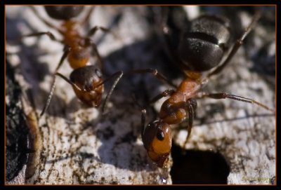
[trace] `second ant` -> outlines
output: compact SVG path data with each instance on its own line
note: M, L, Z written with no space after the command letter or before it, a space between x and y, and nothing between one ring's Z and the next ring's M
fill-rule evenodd
M166 90L152 99L150 103L164 97L169 97L162 104L158 118L152 121L146 126L146 109L142 110L142 140L148 156L158 167L164 167L169 161L172 142L171 125L178 124L185 119L188 119L188 136L183 146L187 143L191 134L197 99L204 97L231 99L254 104L275 112L275 110L266 105L250 98L224 93L201 92L203 86L208 82L209 78L220 73L230 62L260 17L261 13L257 11L222 62L223 55L228 51L232 35L230 21L227 18L215 15L203 15L194 20L190 24L189 30L185 31L183 34L178 51L173 48L169 29L166 22L163 22L162 27L168 50L175 64L185 74L185 78L176 86L156 69L134 70L134 72L138 73L152 74L174 88Z
M91 6L86 13L85 18L82 18L81 22L78 22L73 18L80 15L84 8L83 6L45 6L44 8L51 18L63 21L60 27L55 27L42 18L34 7L30 6L30 8L45 25L57 30L61 34L63 39L58 39L49 32L24 35L20 39L47 35L51 40L64 45L63 54L54 73L54 80L51 90L40 116L45 113L50 104L55 86L56 76L61 77L72 86L76 96L82 102L89 107L98 107L102 103L104 83L110 79L115 78L114 83L107 93L103 104L102 111L103 112L107 100L122 76L123 72L122 71L115 72L107 79L103 79L101 72L103 60L98 53L96 45L91 41L90 37L93 36L98 30L109 32L110 30L108 29L95 26L89 31L85 36L82 36L79 32L78 29L84 27L89 20L94 6ZM98 58L98 66L91 63L91 49ZM66 58L67 58L70 67L74 69L70 74L70 79L58 72Z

REQUEST -
Reproduce all of the entries word for word, skipping any pictures they hold.

ANSWER TO THIS TASK -
[trace] `second ant` -> outlines
output: compact SVG path data with each instance on its own line
note: M, L, Z written with no space after the command letter or before it, a space between x and y, and nothing between one ring's Z and the next ring's M
fill-rule evenodd
M166 90L152 99L150 103L164 97L169 97L162 104L158 118L152 121L146 126L146 109L142 110L142 140L148 156L158 167L164 167L169 161L172 142L171 125L178 124L185 119L188 119L188 136L183 146L187 143L191 134L197 99L204 97L231 99L254 104L275 112L275 110L266 105L250 98L224 93L201 92L203 86L208 82L209 78L220 73L230 62L260 17L261 13L257 11L222 62L223 55L228 51L232 35L230 21L227 18L215 15L203 15L194 20L190 24L189 30L185 31L183 34L178 51L173 48L169 29L166 22L163 22L162 27L168 50L175 64L185 74L185 78L176 86L156 69L134 70L134 72L138 73L152 74L174 88Z
M91 6L86 13L85 18L82 18L81 22L78 22L73 18L80 15L84 8L83 6L45 6L44 8L51 18L63 21L60 27L55 27L42 18L34 7L30 6L30 8L45 25L57 30L61 34L63 39L58 39L49 32L24 35L20 39L47 35L51 40L64 45L63 54L54 73L54 80L51 90L40 116L45 113L50 104L55 86L56 76L61 77L72 86L76 96L82 102L89 107L98 107L102 103L104 83L110 79L115 78L114 83L107 93L103 104L102 111L103 112L107 100L122 76L123 72L122 71L115 72L107 79L103 79L101 72L103 60L98 53L96 45L91 41L90 37L93 36L98 30L109 32L110 30L108 29L95 26L89 31L85 36L82 36L79 32L78 29L84 27L89 20L94 6ZM98 58L98 66L91 63L91 49ZM66 58L67 58L70 67L74 69L70 74L70 79L58 72Z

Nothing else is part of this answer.